Extrait du document >>
◆ ◆ ◆ ◆

On ne compte plus les ouvrages consacrés à Michel Fourniret, le sérial-killer, l’Ogre des Ardennes, et à Monique Olivier, sa complice. Avec « Dans le cerveau du tueur, la nouvelle enquête sur Michel Fourniret – Monique Olivier », Michelle Fines se focalise sur les disparitions de Joanna Parrish et Marie-Angèle Domèce, puis sur celle d’une petite fille de neuf ans, Estelle Mouzin, enlevée à Guermantes (Seine et Marne) en janvier 2003.
« Depuis 2003, la femme de l’Ogre est devenue la championne du monde des interrogatoires. Aucune femme n’a été aussi souvent auditionnée en France qu’elle. »
Les amateurs d’affaires criminelles connaissent l’essentiel : suite à un enlèvement raté Fourniret est arrêté en Belgique en juin 2003. S’il est condamné en 2008 pour sept meurtres, on peut deviner qu’il en a commis d’autres. Le rôle de Monique Olivier, sa compagne, est essentiel dans l’attribution de ces enlèvements et de ces assassinats. C’est en effet grâce à elle, et grâce aux particularités de la justice belge (il est permis de poser des micros en prison, les policiers peuvent auditionner un prévenu autant de fois qu’ils le veulent, et ils l’ont auditionnée pas moins de 120 fois en un an) que les enquêteurs ont pu disposer, dès 2004, d’une première liste de victimes. En 2008, Fourniret est condamné pour sept meurtres, mais les disparitions de Joanna Parrish, Marie-Angèle Domèce et Estelle Mouzin, qu’il a pourtant mentionnées, ne lui sont pas attribuées.
En 2015, la juge Sabine Kheris se voit confier les dossiers Parrish et Domèce. À la grande surprise de Didier Seban et Corinne Hermann, spécialisés dans les cold-cases et avocats de la famille Parrish, elle refuse de clôturer les dossiers. Elle est persuadée, leur explique-t-elle, que Michel Fourniret est le coupable. Elle a raison. Elle aura raison également – alors que la SRPJ de Versailles, depuis des années, s’obstine à nier toute implication de Fourniret dans l’affaire – de faire porter les mêmes soupçons sur la disparition d’Estelle Mouzin, et devra elle-même ruser pour se voir attribuer ce dossier et pouvoir en apporter la preuve.

◆ ◆ ◆ ◆

Données brutes >>
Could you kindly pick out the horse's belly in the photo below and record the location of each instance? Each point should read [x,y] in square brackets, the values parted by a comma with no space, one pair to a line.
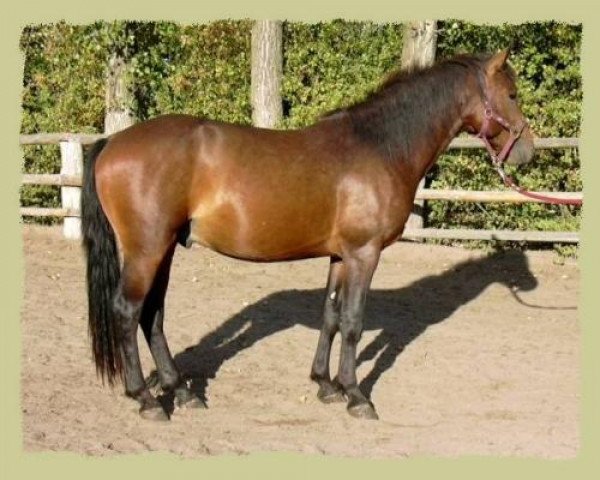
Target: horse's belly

◆ ◆ ◆ ◆

Défis >>
A – Transcrivez fidèlement le passage de l'extrait sur l'affaire Fourniret qui va de « Les amateurs d’affaires » jusqu'à « sont pas attribuées. ».
B – Comment résumer en deux phrases l'extrait sur l'affaire Fourniret ?

Réponses attendues >>
A –
Les amateurs d’affaires criminelles connaissent l’essentiel : suite à un enlèvement raté Fourniret est arrêté en Belgique en juin 2003. S’il est condamné en 2008 pour sept meurtres, on peut deviner qu’il en a commis d’autres. Le rôle de Monique Olivier, sa compagne, est essentiel dans l’attribution de ces enlèvements et de ces assassinats. C’est en effet grâce à elle, et grâce aux particularités de la justice belge (il est permis de poser des micros en prison, les policiers peuvent auditionner un prévenu autant de fois qu’ils le veulent, et ils l’ont auditionnée pas moins de 120 fois en un an) que les enquêteurs ont pu disposer, dès 2004, d’une première liste de victimes. En 2008, Fourniret est condamné pour sept meurtres, mais les disparitions de Joanna Parrish, Marie-Angèle Domèce et Estelle Mouzin, qu’il a pourtant mentionnées, ne lui sont pas attribuées.

B – Dans son ouvrage sur Michel Fourniret et Monique Olivier, Michelle Fines se concentre sur les disparitions de Joanna Parrish, Marie-Angèle Domèce et Estelle Mouzin, que Fourniret avait mentionnées mais qui ne lui ont pas été attribuées lors de sa condamnation pour sept meurtres en 2008. Grâce aux nombreuses auditions de Monique Olivier en Belgique, les enquêteurs ont disposé dès 2004 d'une première liste de victimes, et en 2015 la juge Sabine Kheris, persuadée de la culpabilité de Fourniret, a refusé de clôturer les dossiers Parrish et Domèce.